> [GOAL OF THE EXERCISE]
Check the material that follows and say how many lines include the string "light", giving the number alone.
--
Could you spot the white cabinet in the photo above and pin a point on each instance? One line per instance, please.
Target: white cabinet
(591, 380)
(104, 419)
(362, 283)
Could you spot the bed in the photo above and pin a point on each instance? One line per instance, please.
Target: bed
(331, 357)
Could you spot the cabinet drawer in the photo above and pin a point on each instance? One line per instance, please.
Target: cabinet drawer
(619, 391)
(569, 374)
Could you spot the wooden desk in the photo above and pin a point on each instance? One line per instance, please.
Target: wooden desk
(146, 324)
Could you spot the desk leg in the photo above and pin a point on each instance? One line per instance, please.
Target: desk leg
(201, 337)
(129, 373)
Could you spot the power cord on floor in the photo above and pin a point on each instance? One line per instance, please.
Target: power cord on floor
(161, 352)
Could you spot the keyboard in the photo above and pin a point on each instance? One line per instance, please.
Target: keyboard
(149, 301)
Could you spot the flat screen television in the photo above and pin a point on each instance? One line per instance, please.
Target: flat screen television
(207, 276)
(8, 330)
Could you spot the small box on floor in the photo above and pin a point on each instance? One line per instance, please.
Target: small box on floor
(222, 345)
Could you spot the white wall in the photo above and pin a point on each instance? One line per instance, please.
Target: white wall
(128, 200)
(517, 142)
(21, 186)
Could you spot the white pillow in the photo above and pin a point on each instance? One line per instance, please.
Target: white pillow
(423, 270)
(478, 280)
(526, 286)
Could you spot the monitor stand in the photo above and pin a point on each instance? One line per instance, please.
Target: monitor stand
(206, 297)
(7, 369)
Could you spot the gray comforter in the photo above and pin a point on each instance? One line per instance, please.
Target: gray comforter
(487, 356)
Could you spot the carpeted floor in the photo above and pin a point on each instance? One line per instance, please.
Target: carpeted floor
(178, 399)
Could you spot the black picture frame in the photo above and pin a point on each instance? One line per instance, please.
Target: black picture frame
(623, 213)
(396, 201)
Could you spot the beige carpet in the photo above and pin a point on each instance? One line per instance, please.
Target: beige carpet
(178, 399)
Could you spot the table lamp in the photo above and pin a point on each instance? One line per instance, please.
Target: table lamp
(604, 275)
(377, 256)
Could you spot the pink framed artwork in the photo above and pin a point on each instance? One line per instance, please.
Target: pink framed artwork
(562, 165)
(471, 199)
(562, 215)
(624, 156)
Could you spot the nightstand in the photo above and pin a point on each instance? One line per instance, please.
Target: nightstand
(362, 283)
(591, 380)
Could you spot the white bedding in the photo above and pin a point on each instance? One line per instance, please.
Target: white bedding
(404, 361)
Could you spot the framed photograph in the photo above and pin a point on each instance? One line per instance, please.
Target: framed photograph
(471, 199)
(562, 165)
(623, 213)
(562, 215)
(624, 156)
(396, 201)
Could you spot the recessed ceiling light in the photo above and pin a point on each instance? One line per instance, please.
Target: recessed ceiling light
--
> [YOUR RESPONSE]
2